Word for word, restate the entries below and exclude every image.

Input data START

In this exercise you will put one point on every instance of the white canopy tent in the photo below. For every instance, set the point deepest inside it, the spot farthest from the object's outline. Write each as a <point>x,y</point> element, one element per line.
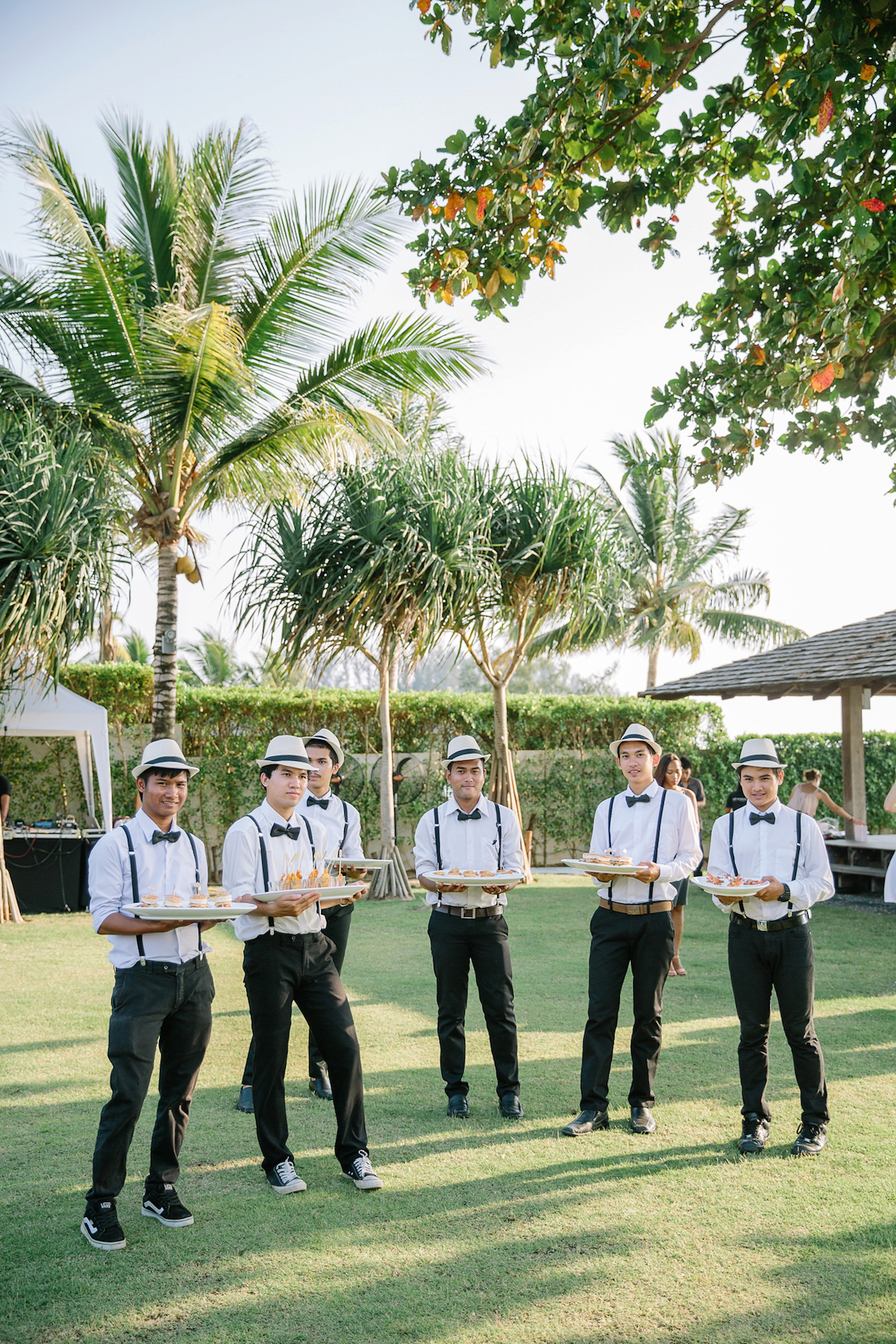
<point>37,710</point>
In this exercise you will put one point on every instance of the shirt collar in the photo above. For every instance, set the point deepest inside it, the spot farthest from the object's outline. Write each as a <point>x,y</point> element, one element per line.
<point>148,827</point>
<point>273,819</point>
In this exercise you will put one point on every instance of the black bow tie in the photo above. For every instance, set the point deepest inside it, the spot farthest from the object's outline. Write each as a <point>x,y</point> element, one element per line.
<point>168,836</point>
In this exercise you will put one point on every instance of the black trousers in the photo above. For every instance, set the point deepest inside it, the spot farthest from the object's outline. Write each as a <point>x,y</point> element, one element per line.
<point>620,941</point>
<point>339,921</point>
<point>280,971</point>
<point>782,960</point>
<point>484,942</point>
<point>156,1004</point>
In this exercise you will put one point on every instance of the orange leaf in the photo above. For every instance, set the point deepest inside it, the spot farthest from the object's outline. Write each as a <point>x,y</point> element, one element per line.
<point>822,381</point>
<point>453,205</point>
<point>482,196</point>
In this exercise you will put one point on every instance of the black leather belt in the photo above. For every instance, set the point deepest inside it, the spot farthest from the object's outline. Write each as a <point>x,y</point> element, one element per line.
<point>770,925</point>
<point>469,912</point>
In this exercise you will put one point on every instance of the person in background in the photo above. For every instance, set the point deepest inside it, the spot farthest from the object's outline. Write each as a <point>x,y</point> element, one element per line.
<point>808,794</point>
<point>770,942</point>
<point>469,835</point>
<point>700,796</point>
<point>632,927</point>
<point>669,776</point>
<point>163,992</point>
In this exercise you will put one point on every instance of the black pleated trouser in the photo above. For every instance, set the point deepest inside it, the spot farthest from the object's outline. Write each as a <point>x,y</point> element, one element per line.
<point>455,944</point>
<point>782,960</point>
<point>339,921</point>
<point>618,941</point>
<point>282,969</point>
<point>166,1006</point>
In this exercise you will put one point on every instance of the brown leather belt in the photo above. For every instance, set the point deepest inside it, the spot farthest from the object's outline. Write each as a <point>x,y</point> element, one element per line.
<point>653,907</point>
<point>469,912</point>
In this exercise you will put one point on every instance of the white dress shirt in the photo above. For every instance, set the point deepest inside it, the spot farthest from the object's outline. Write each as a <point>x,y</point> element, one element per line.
<point>768,851</point>
<point>635,831</point>
<point>334,818</point>
<point>467,844</point>
<point>163,868</point>
<point>242,873</point>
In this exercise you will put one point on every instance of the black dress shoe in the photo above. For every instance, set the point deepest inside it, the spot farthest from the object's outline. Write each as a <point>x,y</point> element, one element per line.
<point>754,1133</point>
<point>585,1122</point>
<point>321,1088</point>
<point>810,1140</point>
<point>642,1121</point>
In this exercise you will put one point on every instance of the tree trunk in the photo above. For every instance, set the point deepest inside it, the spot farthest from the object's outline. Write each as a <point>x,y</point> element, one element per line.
<point>166,665</point>
<point>653,659</point>
<point>107,643</point>
<point>393,880</point>
<point>503,776</point>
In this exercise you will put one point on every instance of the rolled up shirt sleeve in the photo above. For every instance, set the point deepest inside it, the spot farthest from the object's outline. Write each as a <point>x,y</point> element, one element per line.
<point>107,880</point>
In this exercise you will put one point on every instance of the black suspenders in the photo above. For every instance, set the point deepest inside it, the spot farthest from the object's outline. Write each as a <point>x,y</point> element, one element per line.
<point>656,843</point>
<point>438,839</point>
<point>134,887</point>
<point>734,862</point>
<point>264,848</point>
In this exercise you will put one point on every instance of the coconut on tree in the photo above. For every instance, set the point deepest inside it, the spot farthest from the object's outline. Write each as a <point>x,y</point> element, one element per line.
<point>202,336</point>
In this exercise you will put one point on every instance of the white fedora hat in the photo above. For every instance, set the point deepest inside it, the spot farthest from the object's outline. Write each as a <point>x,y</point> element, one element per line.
<point>635,732</point>
<point>163,754</point>
<point>285,750</point>
<point>759,752</point>
<point>329,739</point>
<point>464,749</point>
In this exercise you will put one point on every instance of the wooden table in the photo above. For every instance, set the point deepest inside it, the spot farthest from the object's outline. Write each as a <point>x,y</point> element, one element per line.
<point>860,866</point>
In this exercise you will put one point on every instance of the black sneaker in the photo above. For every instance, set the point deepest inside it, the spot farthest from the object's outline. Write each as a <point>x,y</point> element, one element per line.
<point>101,1226</point>
<point>810,1140</point>
<point>361,1172</point>
<point>284,1179</point>
<point>754,1133</point>
<point>161,1202</point>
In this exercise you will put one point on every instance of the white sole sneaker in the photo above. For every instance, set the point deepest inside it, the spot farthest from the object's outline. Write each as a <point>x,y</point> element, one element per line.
<point>102,1246</point>
<point>371,1182</point>
<point>159,1214</point>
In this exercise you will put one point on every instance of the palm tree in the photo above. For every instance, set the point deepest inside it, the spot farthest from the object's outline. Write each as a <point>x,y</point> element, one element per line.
<point>546,559</point>
<point>378,561</point>
<point>676,589</point>
<point>202,340</point>
<point>58,541</point>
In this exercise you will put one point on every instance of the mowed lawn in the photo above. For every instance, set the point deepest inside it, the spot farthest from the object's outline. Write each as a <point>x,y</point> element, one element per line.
<point>485,1231</point>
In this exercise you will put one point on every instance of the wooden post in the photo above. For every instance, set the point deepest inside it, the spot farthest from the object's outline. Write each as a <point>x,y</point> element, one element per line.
<point>853,759</point>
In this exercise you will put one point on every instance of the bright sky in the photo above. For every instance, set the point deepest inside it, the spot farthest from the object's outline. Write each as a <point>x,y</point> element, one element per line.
<point>348,90</point>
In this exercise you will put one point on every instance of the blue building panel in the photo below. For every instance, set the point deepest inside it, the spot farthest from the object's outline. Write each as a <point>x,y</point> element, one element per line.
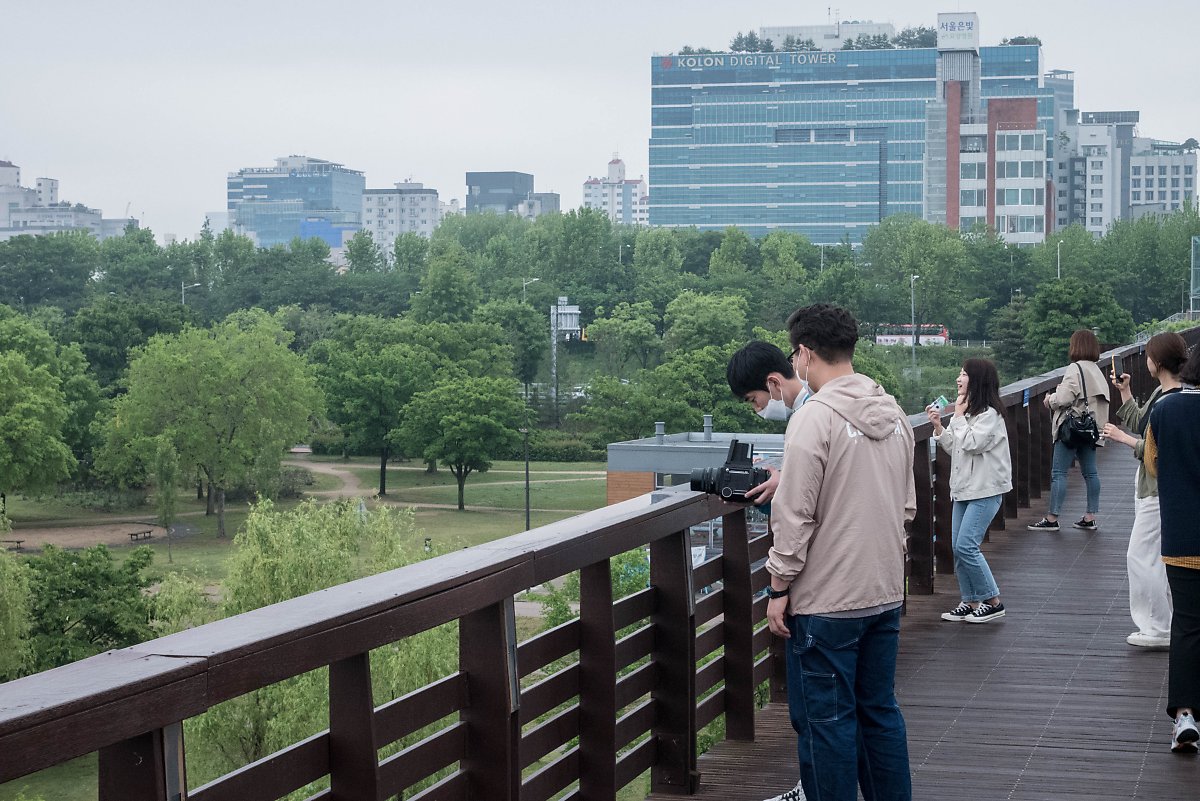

Input data END

Answer box:
In this exercise you will put one point on every instance of the white canopy tent in the photo below. For every instance, set the point deepest inside it, the spot farthest from the object's outline. Write each as a <point>x,y</point> element, one element per line.
<point>37,710</point>
In this exercise you will put one point on every instance of the shirt collar in the photo above. For every instance, set the point deepest inside it, the spot farthest from the object's outline. Write each as a <point>x,y</point> element, one element per line.
<point>148,827</point>
<point>273,819</point>
In this exercise you will put one point on every instance of the black bow tie in the photo above. For every instance, set the point deepest inside it, the spot farthest from the object's outline. Write each as a <point>x,y</point> element, one element per line.
<point>168,836</point>
In this exercise you will put one point on every instance of the black trousers in the photo above. For every instance, set the point deepest inside it, the spot farthest from the object's outline. Write each as a <point>x,y</point> element, one element per line.
<point>620,941</point>
<point>339,921</point>
<point>280,971</point>
<point>782,960</point>
<point>484,942</point>
<point>156,1004</point>
In this exercise you will put one point on every instance of the orange leaf in the photo above. For every instance, set the point deepest inside it, the spot farthest from the object's outline. Write each as a <point>x,y</point> element, one element per line.
<point>822,381</point>
<point>453,205</point>
<point>482,196</point>
In this exercise you will put one point on every instance of the black leather belt in the photo above. For every instance, set the point deepest inside it, the spot farthest from the object's outline. Write each as a <point>x,y</point> element, one element per line.
<point>770,925</point>
<point>469,912</point>
In this exercise you will put one point on every instance of the person in background in the photo above. For every instance, set the point deepest inside it, the spot farthest from the object's outline. Write each as a <point>x,y</point> element, one element per line.
<point>808,794</point>
<point>770,942</point>
<point>469,835</point>
<point>700,796</point>
<point>632,927</point>
<point>669,776</point>
<point>163,992</point>
In this exercise you will put one point on every instance of the black pleated trouser in the photo above. For every instance, set the point deepest inside it, the spot farthest from the object's outline. Write each as a <point>x,y</point> element, one element per line.
<point>455,944</point>
<point>782,960</point>
<point>339,921</point>
<point>618,941</point>
<point>282,969</point>
<point>166,1006</point>
In this exercise you will put one point on every instance of the brown leather belt in the photo above. For every instance, set the point deepest inside it, the spot farthest from the object's outline. Write each as a <point>x,y</point> element, one element per line.
<point>653,907</point>
<point>469,912</point>
In this exercise you will put one point on every instance of the white dress shirt in the photo above. For every instance, set the point deepest inside it, the spot farthest from the object's outline. Write each as a <point>x,y</point> element, one element per line.
<point>768,851</point>
<point>635,831</point>
<point>334,818</point>
<point>467,844</point>
<point>163,868</point>
<point>242,873</point>
In this exercise you will put one point on every instance of the black dress shoe in the photo above. For every instance, set the point deepest inside it, the spot farthest from the object's outline. Write each as a <point>x,y</point> element, one element per line.
<point>754,1133</point>
<point>585,1122</point>
<point>321,1088</point>
<point>810,1140</point>
<point>642,1121</point>
In this exercise you will put one point on every instance of the tree trunk in the photo above. For every instance, set the point deepest inside it, the spot farthest from the object's outline. Write each as a <point>x,y</point> element, one element per line.
<point>166,665</point>
<point>653,659</point>
<point>107,643</point>
<point>393,880</point>
<point>503,776</point>
In this exercise you will put one point on every instance of the rolled up shirt sleeve in the photo above. For every instance, set the point deepest inside it, the spot farthest from the object's outline. Write each as a <point>x,y</point> element, one element per line.
<point>107,880</point>
In this exercise you will put one point on every instance of the black suspenders in the photo above. For every instance, set the point deepest inside it, the spot farthest from the object's outline. Write each as a <point>x,y</point> element, one element per line.
<point>656,843</point>
<point>438,839</point>
<point>134,887</point>
<point>734,862</point>
<point>264,848</point>
In this exercise you will put one point on every instance of the coconut on tree in the photo above. For every instance, set the point deepest inside it, the spot farthest from the object's outline. Write each as a <point>x,y</point> element, one element per line.
<point>202,336</point>
In this exercise you will put one point on every instance of the white fedora hat in the photo above. For every instance, set the point deepest inside it, the spot farthest from the object's outline. Write each as a <point>x,y</point> element, one element per line.
<point>635,732</point>
<point>163,754</point>
<point>285,750</point>
<point>759,752</point>
<point>329,739</point>
<point>464,749</point>
In this exercise you will put one point on every instance of the wooden table in the photo above. For every instance, set the point deepest inside it, the spot farthest from the object's outline. Write each as a <point>x,y</point> element, one element per line.
<point>860,866</point>
In this exercise you will put one point on every instance of the black sneaker in the photo above. For every instance, set the point deepest inside it, the spot farthest from the object's outline. Write each as a <point>x,y</point> element, one element per line.
<point>101,1226</point>
<point>810,1140</point>
<point>361,1172</point>
<point>284,1179</point>
<point>754,1133</point>
<point>161,1202</point>
In this exercise you will put one point on every instance of the white sole sneaker in the photo above. For every instance, set the point deepest inside it, the spot farthest from the object's outline. Write each as a <point>x,y</point> element, one element per line.
<point>102,1246</point>
<point>371,1182</point>
<point>159,1214</point>
In this exercise you will put one point on every instance of the palm tree in the photo above. For every instance, set the point deepest inside it, the spot farthest from the object's outline. Write each as a <point>x,y</point> element, one element per line.
<point>546,559</point>
<point>378,561</point>
<point>676,589</point>
<point>202,340</point>
<point>58,541</point>
In this exercise you will put one point on every instance of the mowed lawn in the photo above. For every instance, set the point deepest inside it, the spot farthest from the object's outline. Write each as a <point>x,y</point> element, one element per line.
<point>485,1231</point>
In this exercise you will put one point on every instance of the wooden post in the photo above. For every instance, set the point deepest inside it, the spot farthest from the object's outline. Write each as a <point>x,y</point> element, one element per line.
<point>853,759</point>
In this exercise you will put one point on every instance of the bright sky in the photo above. For every instance, set the point deepest inside it, the spot farthest from the object's outline. Write each as a <point>x,y</point> element, one element per line.
<point>348,90</point>
In this exercise you will put one point on every instance of the blue building panel in the photo below. For every instance, set the point deepest inside it, the spot farthest from the object's outline. Write each as a <point>x,y</point> element, one element per line.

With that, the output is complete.